Referring expression pointing data
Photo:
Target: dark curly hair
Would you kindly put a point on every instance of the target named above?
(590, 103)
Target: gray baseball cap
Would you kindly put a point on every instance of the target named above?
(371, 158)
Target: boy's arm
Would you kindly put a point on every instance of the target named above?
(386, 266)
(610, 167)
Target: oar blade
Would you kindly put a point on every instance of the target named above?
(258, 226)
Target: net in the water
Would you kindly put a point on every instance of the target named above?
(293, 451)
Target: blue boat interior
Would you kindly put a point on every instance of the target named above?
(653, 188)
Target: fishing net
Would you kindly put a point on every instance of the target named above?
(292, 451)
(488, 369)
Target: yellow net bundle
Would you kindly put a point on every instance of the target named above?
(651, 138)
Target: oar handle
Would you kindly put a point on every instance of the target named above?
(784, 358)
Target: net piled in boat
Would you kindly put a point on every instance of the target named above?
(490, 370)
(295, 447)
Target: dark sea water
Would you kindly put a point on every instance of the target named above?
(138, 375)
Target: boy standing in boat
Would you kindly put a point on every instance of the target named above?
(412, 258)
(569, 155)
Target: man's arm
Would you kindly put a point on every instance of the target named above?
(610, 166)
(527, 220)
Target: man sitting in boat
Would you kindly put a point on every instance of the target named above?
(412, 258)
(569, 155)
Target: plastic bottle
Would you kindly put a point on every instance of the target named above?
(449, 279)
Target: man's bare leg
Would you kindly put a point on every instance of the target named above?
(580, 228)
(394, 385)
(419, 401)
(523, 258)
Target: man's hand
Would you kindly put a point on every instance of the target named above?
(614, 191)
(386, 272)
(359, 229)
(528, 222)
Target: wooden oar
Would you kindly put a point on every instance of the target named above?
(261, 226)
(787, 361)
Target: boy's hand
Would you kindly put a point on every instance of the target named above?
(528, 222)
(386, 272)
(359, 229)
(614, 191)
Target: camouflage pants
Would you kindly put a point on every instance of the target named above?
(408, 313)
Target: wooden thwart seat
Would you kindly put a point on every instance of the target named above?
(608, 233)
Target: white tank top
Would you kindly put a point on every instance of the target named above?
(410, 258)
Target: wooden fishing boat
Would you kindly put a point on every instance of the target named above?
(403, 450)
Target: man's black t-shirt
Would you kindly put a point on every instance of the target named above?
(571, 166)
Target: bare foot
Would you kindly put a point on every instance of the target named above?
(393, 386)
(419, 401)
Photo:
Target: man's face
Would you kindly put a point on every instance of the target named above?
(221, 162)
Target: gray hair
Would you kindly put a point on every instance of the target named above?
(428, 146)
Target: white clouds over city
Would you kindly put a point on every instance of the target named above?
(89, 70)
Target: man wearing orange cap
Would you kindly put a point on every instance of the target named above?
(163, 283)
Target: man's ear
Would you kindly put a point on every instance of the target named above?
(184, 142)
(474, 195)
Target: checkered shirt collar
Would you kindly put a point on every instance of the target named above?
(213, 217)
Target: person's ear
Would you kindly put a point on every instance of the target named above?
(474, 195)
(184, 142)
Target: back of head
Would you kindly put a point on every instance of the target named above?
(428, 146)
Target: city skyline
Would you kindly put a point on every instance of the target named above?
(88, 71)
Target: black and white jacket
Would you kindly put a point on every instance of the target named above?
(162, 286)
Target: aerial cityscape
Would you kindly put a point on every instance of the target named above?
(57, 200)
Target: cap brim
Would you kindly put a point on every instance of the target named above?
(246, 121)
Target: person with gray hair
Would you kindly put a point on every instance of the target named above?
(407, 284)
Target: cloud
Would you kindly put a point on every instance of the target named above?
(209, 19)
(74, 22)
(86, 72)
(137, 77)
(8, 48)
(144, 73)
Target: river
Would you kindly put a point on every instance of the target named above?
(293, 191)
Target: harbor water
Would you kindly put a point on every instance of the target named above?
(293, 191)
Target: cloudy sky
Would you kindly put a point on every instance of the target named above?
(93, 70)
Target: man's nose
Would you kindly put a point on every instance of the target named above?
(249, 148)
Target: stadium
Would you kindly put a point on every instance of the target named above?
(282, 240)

- THE PROBLEM -
Where a line in the entries holds the word "boat", copy that line.

- EXERCISE RESPONSE -
Target: blue boat interior
Target: net piled in boat
Target: boy standing in boat
Target: man sitting in boat
Target: wooden fishing boat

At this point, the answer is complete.